_Problem to solve_
Pull out every line of the material below that contains the word "wall", and copy each of those lines in full.
= = = =
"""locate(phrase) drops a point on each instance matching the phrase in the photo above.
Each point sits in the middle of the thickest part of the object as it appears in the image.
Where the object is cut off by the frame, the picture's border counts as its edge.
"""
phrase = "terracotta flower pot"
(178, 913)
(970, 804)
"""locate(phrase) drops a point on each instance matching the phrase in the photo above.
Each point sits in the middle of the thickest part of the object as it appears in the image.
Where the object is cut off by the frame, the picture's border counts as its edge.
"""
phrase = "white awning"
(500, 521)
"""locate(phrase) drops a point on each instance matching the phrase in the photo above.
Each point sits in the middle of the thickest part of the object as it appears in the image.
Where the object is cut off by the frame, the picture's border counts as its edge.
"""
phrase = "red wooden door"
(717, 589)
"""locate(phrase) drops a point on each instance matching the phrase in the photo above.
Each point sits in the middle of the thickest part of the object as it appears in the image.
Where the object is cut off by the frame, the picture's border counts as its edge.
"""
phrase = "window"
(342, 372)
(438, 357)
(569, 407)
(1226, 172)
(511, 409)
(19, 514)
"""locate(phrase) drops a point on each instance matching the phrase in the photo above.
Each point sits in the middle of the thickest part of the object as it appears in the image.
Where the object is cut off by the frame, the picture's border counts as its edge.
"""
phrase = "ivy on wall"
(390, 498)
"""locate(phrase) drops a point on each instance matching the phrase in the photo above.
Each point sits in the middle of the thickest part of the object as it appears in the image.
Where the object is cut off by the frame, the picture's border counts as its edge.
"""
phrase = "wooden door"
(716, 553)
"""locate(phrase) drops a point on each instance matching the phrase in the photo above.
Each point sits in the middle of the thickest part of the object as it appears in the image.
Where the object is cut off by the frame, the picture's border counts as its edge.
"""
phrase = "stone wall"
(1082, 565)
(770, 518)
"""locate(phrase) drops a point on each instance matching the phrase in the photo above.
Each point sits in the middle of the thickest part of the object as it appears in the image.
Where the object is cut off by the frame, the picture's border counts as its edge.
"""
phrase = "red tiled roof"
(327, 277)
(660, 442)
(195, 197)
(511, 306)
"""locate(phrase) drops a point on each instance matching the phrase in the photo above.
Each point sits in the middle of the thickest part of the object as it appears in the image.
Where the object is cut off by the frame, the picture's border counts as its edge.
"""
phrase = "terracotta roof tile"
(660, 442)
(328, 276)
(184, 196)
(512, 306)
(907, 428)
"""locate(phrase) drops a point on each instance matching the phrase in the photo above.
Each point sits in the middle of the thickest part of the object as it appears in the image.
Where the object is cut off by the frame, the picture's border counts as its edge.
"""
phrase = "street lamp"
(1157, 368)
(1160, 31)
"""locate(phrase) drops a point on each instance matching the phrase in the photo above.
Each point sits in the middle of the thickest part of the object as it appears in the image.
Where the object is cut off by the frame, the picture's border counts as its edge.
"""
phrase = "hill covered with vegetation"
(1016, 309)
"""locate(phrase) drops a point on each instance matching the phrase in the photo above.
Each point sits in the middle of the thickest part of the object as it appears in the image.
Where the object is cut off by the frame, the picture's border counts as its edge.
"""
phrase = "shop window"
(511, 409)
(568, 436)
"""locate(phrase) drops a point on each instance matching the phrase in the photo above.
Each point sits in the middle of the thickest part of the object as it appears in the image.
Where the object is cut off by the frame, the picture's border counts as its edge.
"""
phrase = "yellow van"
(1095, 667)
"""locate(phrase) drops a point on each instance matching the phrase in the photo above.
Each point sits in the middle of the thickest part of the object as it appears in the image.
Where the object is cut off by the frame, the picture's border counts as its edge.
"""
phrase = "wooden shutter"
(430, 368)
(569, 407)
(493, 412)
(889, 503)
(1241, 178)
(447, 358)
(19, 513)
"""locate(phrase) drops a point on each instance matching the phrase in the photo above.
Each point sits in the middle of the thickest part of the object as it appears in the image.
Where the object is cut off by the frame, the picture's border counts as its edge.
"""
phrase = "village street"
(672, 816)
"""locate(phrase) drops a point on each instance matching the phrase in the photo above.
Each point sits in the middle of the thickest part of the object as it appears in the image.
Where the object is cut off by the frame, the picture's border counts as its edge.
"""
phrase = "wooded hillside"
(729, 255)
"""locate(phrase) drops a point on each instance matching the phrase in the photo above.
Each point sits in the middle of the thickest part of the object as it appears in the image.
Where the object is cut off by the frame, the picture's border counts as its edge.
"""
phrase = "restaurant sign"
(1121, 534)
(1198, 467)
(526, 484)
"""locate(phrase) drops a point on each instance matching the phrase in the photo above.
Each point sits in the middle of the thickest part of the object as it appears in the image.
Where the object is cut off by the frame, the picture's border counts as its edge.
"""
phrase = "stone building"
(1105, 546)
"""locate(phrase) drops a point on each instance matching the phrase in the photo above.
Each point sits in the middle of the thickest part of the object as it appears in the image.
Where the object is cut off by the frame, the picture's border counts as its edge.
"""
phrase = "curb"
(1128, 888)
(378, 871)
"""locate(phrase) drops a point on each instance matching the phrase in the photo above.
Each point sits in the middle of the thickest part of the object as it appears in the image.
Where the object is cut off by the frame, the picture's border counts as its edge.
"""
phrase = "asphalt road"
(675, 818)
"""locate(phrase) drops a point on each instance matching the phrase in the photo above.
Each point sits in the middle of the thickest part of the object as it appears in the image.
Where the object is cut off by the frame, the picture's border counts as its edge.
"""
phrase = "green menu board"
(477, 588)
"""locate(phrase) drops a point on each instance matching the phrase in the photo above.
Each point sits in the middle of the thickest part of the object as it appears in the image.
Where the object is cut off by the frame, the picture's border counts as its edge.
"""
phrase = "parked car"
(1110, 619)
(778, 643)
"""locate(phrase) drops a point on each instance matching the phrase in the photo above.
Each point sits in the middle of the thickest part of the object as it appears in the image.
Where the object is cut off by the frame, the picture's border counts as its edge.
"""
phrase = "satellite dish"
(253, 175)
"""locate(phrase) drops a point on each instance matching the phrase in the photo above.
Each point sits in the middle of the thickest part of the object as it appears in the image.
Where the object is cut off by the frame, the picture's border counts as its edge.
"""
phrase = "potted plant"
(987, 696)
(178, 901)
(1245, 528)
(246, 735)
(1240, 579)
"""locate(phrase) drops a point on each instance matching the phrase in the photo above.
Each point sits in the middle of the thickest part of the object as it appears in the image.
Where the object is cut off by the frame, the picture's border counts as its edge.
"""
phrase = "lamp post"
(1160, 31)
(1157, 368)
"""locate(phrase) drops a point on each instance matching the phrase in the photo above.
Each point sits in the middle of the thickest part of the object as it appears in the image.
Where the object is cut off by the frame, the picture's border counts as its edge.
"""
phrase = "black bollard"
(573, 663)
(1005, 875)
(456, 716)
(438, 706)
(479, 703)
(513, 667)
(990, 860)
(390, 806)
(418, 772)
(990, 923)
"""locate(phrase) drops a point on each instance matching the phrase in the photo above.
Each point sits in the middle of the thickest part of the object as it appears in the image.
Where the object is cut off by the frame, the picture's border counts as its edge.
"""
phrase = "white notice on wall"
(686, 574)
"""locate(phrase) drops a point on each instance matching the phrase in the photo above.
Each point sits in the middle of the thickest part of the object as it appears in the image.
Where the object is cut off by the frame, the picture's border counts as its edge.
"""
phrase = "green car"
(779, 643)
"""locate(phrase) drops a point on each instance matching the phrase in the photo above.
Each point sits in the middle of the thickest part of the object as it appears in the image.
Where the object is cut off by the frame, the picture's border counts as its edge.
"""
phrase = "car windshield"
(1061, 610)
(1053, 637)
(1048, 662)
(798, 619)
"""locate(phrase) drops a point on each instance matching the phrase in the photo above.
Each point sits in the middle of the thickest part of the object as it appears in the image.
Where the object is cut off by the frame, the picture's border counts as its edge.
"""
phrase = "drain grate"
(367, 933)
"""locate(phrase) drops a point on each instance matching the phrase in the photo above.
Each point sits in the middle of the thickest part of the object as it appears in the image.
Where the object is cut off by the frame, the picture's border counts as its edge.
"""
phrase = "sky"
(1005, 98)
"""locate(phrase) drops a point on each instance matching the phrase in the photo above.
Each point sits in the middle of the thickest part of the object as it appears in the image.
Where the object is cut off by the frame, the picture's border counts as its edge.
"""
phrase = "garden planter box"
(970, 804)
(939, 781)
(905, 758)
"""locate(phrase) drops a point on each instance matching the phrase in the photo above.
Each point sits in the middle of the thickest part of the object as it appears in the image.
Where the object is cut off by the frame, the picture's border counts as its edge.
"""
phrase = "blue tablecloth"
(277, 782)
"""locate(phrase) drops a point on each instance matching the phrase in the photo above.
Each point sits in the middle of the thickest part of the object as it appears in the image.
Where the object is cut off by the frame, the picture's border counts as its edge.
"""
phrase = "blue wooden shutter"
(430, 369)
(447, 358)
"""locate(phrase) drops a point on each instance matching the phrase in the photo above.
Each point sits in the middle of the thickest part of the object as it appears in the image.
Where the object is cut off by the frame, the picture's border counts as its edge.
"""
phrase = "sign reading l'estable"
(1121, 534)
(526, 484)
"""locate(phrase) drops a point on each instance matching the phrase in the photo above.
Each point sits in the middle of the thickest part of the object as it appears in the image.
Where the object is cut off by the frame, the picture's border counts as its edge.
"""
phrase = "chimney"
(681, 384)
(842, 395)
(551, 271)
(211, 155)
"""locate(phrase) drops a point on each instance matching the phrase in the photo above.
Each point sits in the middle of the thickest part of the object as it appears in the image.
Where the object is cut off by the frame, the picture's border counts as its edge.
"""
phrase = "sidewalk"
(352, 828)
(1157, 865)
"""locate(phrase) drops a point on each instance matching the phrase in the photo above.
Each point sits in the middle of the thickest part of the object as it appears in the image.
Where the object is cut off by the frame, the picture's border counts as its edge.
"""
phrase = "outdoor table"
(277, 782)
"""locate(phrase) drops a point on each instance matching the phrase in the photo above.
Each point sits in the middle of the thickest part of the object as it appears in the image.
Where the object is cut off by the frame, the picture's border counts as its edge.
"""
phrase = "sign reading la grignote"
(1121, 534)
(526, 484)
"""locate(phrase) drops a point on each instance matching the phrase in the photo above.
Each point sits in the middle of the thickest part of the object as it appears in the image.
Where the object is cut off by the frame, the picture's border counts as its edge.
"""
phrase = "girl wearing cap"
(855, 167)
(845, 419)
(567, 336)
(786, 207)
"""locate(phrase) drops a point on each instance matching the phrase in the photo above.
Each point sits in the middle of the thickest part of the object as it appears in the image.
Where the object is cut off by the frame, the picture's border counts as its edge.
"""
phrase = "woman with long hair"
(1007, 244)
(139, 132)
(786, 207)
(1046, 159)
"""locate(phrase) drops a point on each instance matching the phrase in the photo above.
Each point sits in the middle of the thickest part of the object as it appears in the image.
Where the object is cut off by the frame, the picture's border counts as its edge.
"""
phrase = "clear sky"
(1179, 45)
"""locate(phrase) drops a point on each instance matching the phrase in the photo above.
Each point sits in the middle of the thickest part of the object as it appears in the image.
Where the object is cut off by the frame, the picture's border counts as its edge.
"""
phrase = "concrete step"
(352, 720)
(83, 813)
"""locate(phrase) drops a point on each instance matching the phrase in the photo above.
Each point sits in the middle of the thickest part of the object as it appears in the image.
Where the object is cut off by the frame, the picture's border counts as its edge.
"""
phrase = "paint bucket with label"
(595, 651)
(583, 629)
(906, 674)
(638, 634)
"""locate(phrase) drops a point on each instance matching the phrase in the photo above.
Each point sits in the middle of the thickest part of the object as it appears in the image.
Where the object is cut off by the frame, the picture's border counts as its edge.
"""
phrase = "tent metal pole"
= = = =
_Full response_
phrase = "ivy on wall"
phrase = "stone wall"
phrase = "white notice on wall"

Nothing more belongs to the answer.